When his sister Katy Harris (Lucy-Jo Hudson) starts dating David's father Martin Platt (Sean Wilson), her father's friend, who is 20 years older than she is, it causes Tommy and Angela to split up. An upset Craig tampers with the brakes on Martin's car, hoping to split Martin and Katy up and bring back peace to his family. Unfortunately, Katy gets in the car with Martin and they crash into a wall. Craig tells his father and they race to the rescue. Martin decides not to press charges once he finds out the truth. Soon, David and Craig fight after having an argument over the incident. Tommy and Angela get back together when they realise how much their problems are affecting Craig.

Craig starts dating Rosie in spring 2004, and this infuriates Rosie's mother Sally Webster (Sally Dynevor) as she is trying to get Rosie to focus on her schooling Sally begins getting in the way of them both but this fails. In early-2005, the pair become goths, pushing Sally and Rosie's father Kevin Webster (Michael Le Vell) to breaking point. Together they immerse in emo subculture listening to heavy metal music. He even gets his tongue pierced. Craig and Rosie eventually decide to sleep together, but at the last minute decide that it would be best not to. However, Tommy finds a condom Craig had been planning to use and, thinking his son has slept with Rosie, punches him in the face and knocks him out. Soon, Tommy finds out Rosie stole the condom from Sally and confronts the pair, but soon everything is put right and Craig and Rosie carry on seeing each other.

+++

In the passage about Craig, what does Craig tamper with on Martin's car?

Dataset:
+++

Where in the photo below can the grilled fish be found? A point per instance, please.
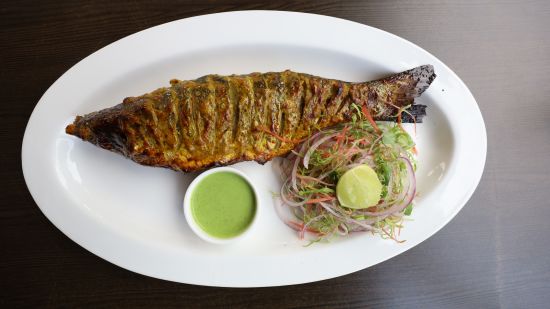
(219, 120)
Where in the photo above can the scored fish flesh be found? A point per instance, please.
(219, 120)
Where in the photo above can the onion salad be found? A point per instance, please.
(309, 200)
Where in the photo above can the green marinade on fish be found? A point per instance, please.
(219, 120)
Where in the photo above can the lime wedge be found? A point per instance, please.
(359, 188)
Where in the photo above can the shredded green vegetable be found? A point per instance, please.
(313, 170)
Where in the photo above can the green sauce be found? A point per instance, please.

+++

The result:
The brakes.